*** Opening of Supplied passage ***
I finished Sherry Turkle’s Alone Together and Garth Nix’s Shade’s Children on the many hours I’ve spent on planes and in airports recently, so time for a couple of quick reviews…Nix will be my next, much shorter posting…
I’m a fan of Turkle’s work anyway, having read Life on the Screen and Second Self in grad school. I enjoyed both because she came from a perspective I did not expect – she didn’t fall into either the technophobic or technophiliac camp, instead taking a measured, calm, graceful, and well-researched approach to discuss the ways in which we use technology. This book meets those standards.
In those books, however, she also viewed the intertoobz as a basically benign structure, a Rorschach test that revealed more about those who use it than it does than the medium itself. She justified that approach with lots of research, of those who play games, of those who inhabited MOOs and MUDs (look those up youngsters), and of those who simply spent a lot of time on and in the machine.
In this book she views our continuing experiment with digital culture a bit more negatively, and she makes some compelling arguments. Propelled by the research power of MIT, she traces the fifteen years between books through a couple of mediums, sociable robots, games, Second Life, and the ubiquitousness of social media and its ilk. To do a proper review of this text will take more time than I have, but her results are, again, well-thought-out, graceful, thoroughly researched, and achingly humanistic.
What they are not, however, is as unconcerned with the effects of this ecosystem on us as her earlier books were. In fact, her final chapter is a long meditation on just how we can start to change the course that she sees us embarking on, one in which we experiment on ourselves with technology that has subtle but damaging implications. She almost becomes nostalgic, a feeling that I had never associated Turkle with previously, and this shift marks, I think, her own level of anxiety with the results that her research led her to.
In that last chapter, she makes some observations that strike me as profound. She notes at one point that the dystopic fears about SkyNet have shifted: “we will not care if our machines are clever but whether they love us” (286). She makes this comment after invoking Blade Runner, but it resonates throughout the text, as her research has led her to the conclusion that sociable robots, social media, games, and the like are helping us move ourselves away from a dependence on others and to that state of being alone together that gives the text its title.
This place is not a comfortable one, and she particularly notes its impact on children. In fact, she takes the usual villains of this type of examination – those damned kids and their obsession with technology – and carefully maps the anxieties that these children are developing, and the ways in which they try to resist these pressures. She notes the parents who don’t even look up from their screens upon picking up a child from soccer or softball or play practice, and talks about child after child who noted that this was typical behavior from their parents. She sees this movement as indicative of individuals who do not want to make phone calls because they are too intrusive, and she uses her therapist’s lens to consider the consequences.
*** Close of Supplied passage ***
*** Opening of Entries shown ***
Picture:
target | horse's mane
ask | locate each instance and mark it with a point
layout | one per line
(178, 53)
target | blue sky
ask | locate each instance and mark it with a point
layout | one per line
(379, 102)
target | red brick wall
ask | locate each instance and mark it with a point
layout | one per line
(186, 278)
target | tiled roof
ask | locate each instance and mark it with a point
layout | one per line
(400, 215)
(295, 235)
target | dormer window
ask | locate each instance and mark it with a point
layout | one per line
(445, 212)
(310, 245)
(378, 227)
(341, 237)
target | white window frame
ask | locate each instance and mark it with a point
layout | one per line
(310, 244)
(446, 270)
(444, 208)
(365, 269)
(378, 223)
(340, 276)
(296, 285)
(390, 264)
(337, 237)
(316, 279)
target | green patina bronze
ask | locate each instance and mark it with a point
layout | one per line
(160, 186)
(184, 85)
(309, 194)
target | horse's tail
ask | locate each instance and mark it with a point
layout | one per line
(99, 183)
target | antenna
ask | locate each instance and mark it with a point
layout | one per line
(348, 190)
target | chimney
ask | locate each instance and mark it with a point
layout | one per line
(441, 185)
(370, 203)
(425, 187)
*** Close of Entries shown ***
*** Opening of Entries shown ***
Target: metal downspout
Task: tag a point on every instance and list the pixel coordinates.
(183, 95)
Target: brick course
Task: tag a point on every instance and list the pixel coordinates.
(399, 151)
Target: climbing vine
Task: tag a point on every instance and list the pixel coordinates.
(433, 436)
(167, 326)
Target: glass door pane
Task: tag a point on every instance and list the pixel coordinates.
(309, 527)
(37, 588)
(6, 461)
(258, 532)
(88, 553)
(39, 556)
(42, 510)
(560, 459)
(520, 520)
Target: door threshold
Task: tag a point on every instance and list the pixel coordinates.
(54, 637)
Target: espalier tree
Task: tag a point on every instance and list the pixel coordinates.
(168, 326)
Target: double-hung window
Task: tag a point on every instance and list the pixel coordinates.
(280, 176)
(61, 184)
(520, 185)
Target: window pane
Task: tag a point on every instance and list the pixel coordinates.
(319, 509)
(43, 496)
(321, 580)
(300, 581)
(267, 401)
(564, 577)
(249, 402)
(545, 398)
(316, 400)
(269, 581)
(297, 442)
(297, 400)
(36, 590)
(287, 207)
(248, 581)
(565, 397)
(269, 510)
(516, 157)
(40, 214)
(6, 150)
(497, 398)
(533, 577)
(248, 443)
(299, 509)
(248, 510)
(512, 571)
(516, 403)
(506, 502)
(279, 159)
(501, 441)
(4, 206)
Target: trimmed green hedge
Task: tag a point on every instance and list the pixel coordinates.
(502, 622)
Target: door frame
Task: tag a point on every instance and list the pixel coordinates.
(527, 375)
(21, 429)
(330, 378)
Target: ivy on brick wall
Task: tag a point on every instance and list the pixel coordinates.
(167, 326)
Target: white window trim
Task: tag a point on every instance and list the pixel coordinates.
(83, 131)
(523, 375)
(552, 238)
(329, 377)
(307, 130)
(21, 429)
*** Close of Entries shown ***
Problem:
Return the portion of the Alone Together review from "In those books, however, she" up to and including "and achingly humanistic.", copied word for word.

Response to the task:
In those books, however, she also viewed the intertoobz as a basically benign structure, a Rorschach test that revealed more about those who use it than it does than the medium itself. She justified that approach with lots of research, of those who play games, of those who inhabited MOOs and MUDs (look those up youngsters), and of those who simply spent a lot of time on and in the machine.
In this book she views our continuing experiment with digital culture a bit more negatively, and she makes some compelling arguments. Propelled by the research power of MIT, she traces the fifteen years between books through a couple of mediums, sociable robots, games, Second Life, and the ubiquitousness of social media and its ilk. To do a proper review of this text will take more time than I have, but her results are, again, well-thought-out, graceful, thoroughly researched, and achingly humanistic.